WRITTEN EXERCISE: Please gather every line of the data below that contains the word "knife" and copy each one out.

[Annotation records]
────────────────
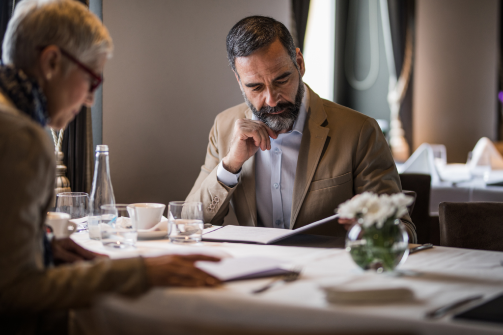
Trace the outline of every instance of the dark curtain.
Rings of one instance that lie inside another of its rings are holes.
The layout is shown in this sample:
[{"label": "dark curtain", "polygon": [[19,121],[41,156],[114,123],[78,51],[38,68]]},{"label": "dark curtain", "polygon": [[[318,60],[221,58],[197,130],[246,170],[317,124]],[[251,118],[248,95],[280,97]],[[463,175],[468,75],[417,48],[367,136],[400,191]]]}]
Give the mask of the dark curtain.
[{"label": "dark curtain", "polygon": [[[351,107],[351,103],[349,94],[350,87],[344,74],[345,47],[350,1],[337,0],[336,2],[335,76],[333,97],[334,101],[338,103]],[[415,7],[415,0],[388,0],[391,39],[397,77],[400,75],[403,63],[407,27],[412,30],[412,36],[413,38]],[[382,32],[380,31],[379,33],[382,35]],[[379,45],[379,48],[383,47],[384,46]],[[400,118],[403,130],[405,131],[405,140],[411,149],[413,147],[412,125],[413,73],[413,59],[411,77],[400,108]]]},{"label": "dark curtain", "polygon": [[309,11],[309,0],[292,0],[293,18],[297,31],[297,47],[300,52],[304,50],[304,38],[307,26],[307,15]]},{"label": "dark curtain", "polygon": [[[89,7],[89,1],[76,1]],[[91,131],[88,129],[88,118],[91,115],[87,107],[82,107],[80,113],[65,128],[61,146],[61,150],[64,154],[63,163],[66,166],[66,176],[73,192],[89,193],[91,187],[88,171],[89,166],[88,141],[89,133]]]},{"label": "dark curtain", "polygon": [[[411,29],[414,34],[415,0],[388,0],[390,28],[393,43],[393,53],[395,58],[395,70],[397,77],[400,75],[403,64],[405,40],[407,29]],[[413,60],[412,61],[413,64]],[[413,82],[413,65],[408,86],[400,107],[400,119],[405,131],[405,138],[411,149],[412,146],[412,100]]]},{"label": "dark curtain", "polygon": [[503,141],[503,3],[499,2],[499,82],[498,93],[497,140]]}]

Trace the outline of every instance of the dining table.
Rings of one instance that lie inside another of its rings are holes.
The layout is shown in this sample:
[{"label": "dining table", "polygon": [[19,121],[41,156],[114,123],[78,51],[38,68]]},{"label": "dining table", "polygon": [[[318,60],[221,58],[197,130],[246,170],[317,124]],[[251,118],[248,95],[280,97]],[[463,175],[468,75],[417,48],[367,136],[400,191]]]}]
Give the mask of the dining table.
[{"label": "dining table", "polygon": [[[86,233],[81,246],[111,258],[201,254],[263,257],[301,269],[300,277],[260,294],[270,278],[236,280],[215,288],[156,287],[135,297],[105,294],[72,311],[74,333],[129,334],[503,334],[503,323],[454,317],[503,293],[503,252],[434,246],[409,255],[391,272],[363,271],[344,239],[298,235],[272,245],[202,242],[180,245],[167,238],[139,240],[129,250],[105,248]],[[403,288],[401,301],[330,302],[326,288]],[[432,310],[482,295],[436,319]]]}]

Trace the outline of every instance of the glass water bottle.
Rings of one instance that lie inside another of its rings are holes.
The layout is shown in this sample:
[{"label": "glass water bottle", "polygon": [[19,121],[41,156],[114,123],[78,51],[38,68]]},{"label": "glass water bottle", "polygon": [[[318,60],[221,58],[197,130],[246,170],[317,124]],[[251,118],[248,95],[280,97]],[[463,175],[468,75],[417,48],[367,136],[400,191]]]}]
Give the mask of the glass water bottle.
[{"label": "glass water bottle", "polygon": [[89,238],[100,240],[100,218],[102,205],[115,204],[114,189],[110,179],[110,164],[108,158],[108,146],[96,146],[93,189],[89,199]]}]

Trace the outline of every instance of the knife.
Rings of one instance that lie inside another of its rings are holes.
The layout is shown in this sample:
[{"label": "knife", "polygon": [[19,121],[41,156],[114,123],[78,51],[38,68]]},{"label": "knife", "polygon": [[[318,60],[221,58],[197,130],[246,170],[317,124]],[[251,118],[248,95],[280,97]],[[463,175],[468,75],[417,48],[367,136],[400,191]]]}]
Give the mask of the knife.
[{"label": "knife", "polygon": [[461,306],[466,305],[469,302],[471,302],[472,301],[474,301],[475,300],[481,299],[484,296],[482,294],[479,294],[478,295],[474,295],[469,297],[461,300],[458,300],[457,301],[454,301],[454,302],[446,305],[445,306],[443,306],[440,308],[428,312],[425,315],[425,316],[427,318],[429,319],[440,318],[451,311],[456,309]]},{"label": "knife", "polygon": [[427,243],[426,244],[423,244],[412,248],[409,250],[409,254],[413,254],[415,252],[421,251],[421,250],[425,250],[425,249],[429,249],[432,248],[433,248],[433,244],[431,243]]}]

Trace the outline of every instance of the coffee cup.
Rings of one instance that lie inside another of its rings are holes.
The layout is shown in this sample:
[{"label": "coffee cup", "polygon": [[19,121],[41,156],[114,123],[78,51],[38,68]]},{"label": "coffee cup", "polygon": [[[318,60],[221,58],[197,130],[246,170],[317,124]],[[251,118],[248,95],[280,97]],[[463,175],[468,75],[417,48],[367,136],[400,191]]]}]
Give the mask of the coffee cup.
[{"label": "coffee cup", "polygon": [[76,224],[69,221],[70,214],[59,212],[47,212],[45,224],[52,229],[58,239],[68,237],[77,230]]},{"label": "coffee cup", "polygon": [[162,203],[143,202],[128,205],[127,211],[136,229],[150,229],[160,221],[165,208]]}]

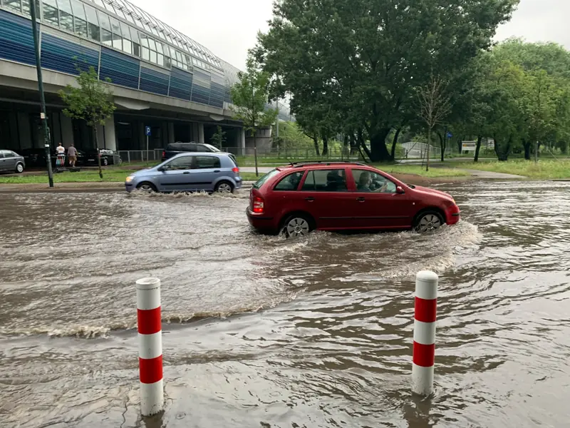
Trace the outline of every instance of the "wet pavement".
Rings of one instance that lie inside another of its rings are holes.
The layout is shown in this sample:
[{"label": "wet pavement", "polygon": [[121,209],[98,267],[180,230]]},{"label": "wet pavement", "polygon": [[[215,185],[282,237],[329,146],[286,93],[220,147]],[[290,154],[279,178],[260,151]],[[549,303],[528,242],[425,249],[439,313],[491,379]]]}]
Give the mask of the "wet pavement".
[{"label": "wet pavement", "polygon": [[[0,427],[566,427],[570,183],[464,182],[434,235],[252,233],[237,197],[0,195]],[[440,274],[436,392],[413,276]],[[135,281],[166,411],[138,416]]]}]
────────────────
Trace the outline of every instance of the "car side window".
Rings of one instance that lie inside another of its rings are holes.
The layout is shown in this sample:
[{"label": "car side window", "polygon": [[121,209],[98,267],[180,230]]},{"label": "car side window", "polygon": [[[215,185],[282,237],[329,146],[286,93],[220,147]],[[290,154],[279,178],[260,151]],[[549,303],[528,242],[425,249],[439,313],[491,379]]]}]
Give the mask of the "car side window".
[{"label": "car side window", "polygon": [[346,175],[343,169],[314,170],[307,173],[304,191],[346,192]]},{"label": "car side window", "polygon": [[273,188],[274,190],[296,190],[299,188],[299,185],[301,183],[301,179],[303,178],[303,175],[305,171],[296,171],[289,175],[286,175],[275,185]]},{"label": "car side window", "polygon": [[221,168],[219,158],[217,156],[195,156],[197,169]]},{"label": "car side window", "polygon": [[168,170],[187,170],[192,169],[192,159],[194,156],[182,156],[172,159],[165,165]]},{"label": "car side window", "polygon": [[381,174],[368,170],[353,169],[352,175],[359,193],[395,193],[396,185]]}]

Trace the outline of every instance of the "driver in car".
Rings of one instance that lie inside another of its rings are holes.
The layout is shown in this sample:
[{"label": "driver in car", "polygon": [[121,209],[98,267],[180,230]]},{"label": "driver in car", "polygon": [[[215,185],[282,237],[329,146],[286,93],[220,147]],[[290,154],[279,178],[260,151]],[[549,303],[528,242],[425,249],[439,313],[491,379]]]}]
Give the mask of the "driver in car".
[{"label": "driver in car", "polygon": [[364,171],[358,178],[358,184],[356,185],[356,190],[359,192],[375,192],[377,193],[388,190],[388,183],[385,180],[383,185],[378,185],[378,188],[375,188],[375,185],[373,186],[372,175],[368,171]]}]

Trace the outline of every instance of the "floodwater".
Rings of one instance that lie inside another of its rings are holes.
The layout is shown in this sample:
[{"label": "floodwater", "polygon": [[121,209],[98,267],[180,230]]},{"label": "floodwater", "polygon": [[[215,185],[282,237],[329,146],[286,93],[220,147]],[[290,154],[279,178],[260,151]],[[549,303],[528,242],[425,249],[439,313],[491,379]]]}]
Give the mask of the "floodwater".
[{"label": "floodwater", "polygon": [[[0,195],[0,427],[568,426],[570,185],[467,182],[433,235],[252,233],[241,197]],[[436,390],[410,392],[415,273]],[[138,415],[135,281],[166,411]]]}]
────────────────
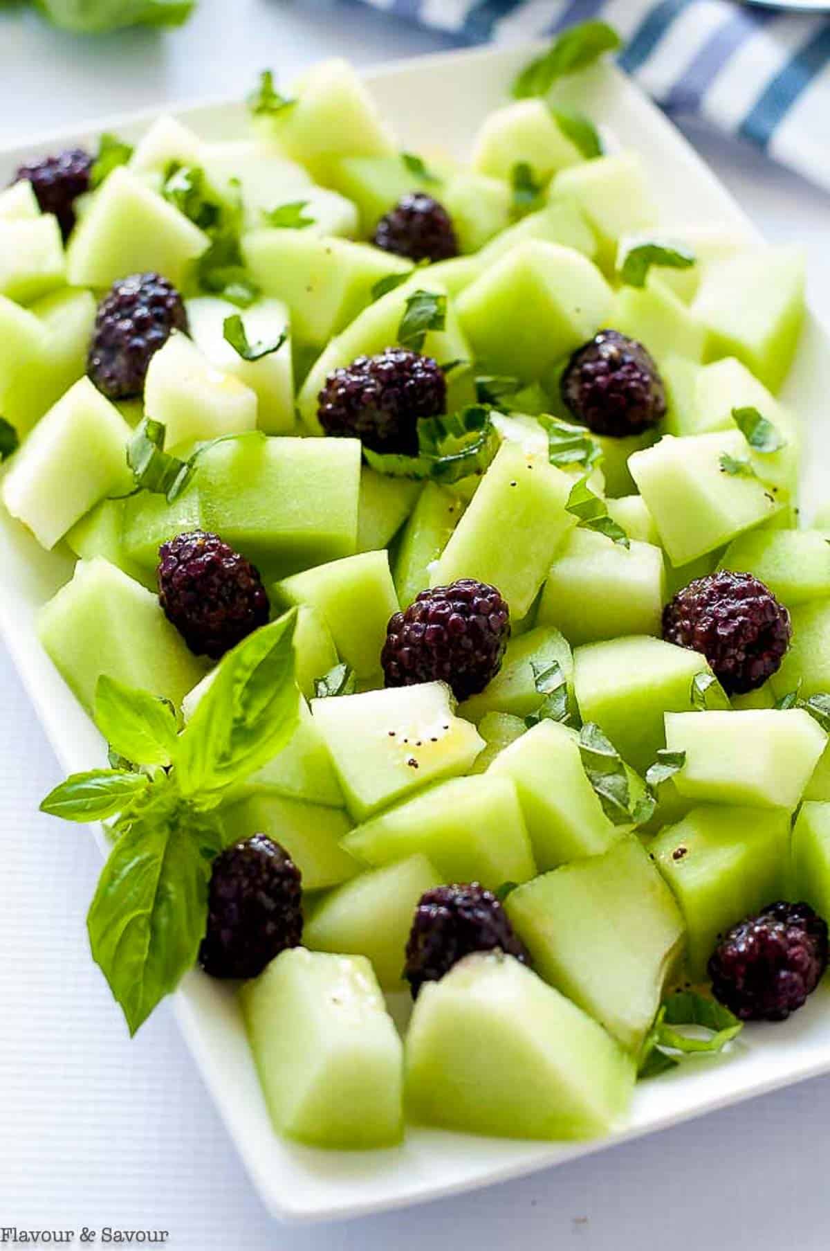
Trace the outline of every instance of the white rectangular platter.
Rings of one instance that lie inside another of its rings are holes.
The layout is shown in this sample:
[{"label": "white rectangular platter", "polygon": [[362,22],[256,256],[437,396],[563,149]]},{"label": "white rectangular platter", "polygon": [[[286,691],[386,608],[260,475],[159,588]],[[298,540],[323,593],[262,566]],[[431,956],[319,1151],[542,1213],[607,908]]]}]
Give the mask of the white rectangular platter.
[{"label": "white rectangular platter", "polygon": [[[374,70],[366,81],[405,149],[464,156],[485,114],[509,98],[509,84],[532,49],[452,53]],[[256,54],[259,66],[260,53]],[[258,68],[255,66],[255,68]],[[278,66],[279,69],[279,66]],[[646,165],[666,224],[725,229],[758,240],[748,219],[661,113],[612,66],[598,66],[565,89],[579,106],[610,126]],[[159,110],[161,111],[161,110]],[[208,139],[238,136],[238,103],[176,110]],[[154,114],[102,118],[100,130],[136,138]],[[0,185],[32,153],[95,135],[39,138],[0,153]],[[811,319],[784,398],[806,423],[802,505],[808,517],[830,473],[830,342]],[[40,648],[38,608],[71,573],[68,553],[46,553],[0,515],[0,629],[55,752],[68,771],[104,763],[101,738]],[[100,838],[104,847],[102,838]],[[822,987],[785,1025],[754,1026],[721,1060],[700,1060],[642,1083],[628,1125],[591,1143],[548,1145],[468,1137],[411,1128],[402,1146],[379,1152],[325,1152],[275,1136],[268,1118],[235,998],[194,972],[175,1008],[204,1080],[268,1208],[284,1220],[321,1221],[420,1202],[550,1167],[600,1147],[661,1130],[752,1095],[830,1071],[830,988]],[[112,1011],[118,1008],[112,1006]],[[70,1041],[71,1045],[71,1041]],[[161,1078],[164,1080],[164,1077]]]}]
────────────────
RESULT OF THE TASK:
Trace the outline of every instance of the knife.
[{"label": "knife", "polygon": [[19,121],[41,156],[114,123],[78,51],[38,68]]},{"label": "knife", "polygon": [[[318,60],[221,58],[197,130],[246,170],[317,124]],[[251,118],[248,95],[280,97]],[[463,175],[468,75],[417,48],[367,136],[400,191]]]}]
Give the mask of the knife.
[{"label": "knife", "polygon": [[461,306],[466,305],[469,302],[471,302],[472,301],[474,301],[475,300],[481,299],[484,296],[482,294],[479,294],[478,295],[474,295],[469,297],[461,300],[458,300],[457,301],[454,301],[454,302],[446,305],[445,306],[443,306],[440,308],[428,312],[425,315],[425,316],[427,318],[429,319],[440,318],[451,311],[456,309]]},{"label": "knife", "polygon": [[427,243],[426,244],[423,244],[412,248],[409,250],[409,254],[413,254],[415,252],[421,251],[421,250],[425,250],[425,249],[429,249],[432,248],[433,248],[433,244],[431,243]]}]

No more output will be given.